SOURCE PASSAGE

TWiki> UCSDTier2 Web>FkwCCRC08GlideinWMS (revision 14)EditAttach

This page describes the glideinWMS system as deployed for CCRC08.

Hardware

  • glidein-2 = submitter, place where CRAB runs
  • glidein-1 = gfactory
  • srm-2 = collector
  • t2data0 = frontend, also runs a gcb under gcbuser account
  • gftp-3 = runs gcb under gcbuser account

submitter details

The submitter machine is glidein-2 . The directory out of which I run stuff is ~fkw/CCRC08 . There's a top-level README that describes where to find the source_me to get started.

On there we have 10 schedd's running. The 9 other than the default one are called schedd_jobs1@ up to schedd_jobs9@ . Submitting a job to any of them is as follows:

condor_submit -name schedd_jobs3@  myClassAd
condor_q -global
condor_q -name schedd_jobs3@

CRAB submission details

fkw is working out of:
cd ~fkw/CCRC08/sanjay/
./ccrcV1.sh T2_US_Florida /WW_incl/CMSSW_1_6_7-CSA07-1196178448/RECO 4 6

The "4 6" at the end here would make sure that this datasets is submitted to 3 times, with the int going 4,5,6.

The main submission script is: ccrcV1.sh It exists in three versions:

  • V1 to be used for all sites except ...
  • V2 to be used for IFCA
  • V3 to be used for RHUL

To make sure that long distance latencies don't interfere with schedd operations, we use multiple schedd's. To do so unfortunately requires modifications of CRAB each time. The file that needs modification is:

cd ~fkw/CCRC08/sanjay/CRAB-HEAD/ProdCommon/ProdCommon/BossLite/Scheduler
rm -f SchedulerCondorCommon.pyc
emacs -nw SchedulerCondorCommon.py

In there, modify the "condor_submit -name schedd_jobs8@" to whatever schedd you want used.

At present, I am using the following schedd's:

  • schedd_jobs1@ UERJ
  • schedd_jobs2@ Warsaw
  • schedd_jobs3@ IFCA
  • schedd_jobs4@ Nebraska, Florida
  • schedd_jobs5@ JINR, RHUL, SINP
  • schedd_jobs8@ UCSD

CRAB logfiles and alike

/home/spadhi/CRAB/CCRC08/T2_HU_Budapest/Njet-blabla-1/glidein-blabla/share/.condor_temp

Note that the last directory in this path has a dot in front, and is thus a hidden directory.

RAW DATA

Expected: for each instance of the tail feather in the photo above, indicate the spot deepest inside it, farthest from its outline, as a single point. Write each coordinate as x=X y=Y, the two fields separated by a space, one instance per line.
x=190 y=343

REQUESTS
[A] On the glideinWMS deployment page, which machine acts as the collector?
[B] Carry on the glideinWMS deployment page from the point where it stops.

SOLVED TASKS
[A] srm-2

[B]
Parsing Details Error 50115

To find which jobs are the ones with the error:
 grep "crab_fjr.xml: 50115" *.stdout
 grep "PoolSource:source" *.stderr
 grep "rfio_open failed: filename =" *.stderr

The first gets you the jobs with that error code. The second finds the dates at which the file open failure occured. The third is specific for SEs that use rfio. It gives you a list of files that failed to open.

Note: Not all jobs that fail to open a file are recorded as failed jobs!!! I found one job in Budapest that successfully read a first file then failed on a second, and was recorded as a successful job in the dashboard.

Getting epoch time

 date +%s

Problems with condor tests

I had a hell of a time with my jdl file for simple tests until Igor explained:

  • To get a glidein started to a site for which there is none running right now you need to have
+DESIRED_Gatekeepers = "t2-ce-01.lnl.infn.it:2119/jobmanager-lcglsf" 
+DESIRED_Archs = "INTEL,X86_64" 
Requirements = stringListMember(GLIDEIN_Gatekeepers,DESIRED_Gatekeepers) && stringListMember(Arch, DESIRED_Archs) 
  • However, if you already have a glidein running at a site, then you can also get matched to the site if you have:
+DESIRED_Site = "INFN-LNL" +DESIRED_Archs = "INTEL,X86_64" Requirements = stringListMember(GLIDEIN_Gatekeepers,DESIRED_Site) && stringListMember(Arch, DESIRED_Archs)

This confused me because I once succeeded with the second, and then never again.

To see that you are succeeding, login to glidein-1 and do:

condor_q -global -globus

This will show you the status of the glideins at the remote host.

In general, gfactory is pretty quick. It picks up the submissions form glidein-2 within a minute, and submits glideins accordingly. If you see any significant delay then something's wrong.

gfactory details

The gfactory is deployed on glidein-1 in the account "gfactory". According to the ~gfactory/start_factory, the present version is in:
/home/gfactory/glideinsubmit/glidein_CCRC08_2

The master xml file that describes the system seems to be in:
~gfactory/glideinWMS/creation/glideinWMS.xml

logfiles

Glidein logs are in ~/glideinsubmit/glidein/entry_/log

In this case, it is ~/glideinsubmit/glidein_CCRC08_2/entry_CIEMAT-LCG2-LCG02-CMS/log

They are in job.*.err

manage gfactory

In /home/gfactory/start_factory.sh look up which version of the gfactory configuration is presently running. Then copy the xml for that version into the creation directory, modify it, and reconfigure.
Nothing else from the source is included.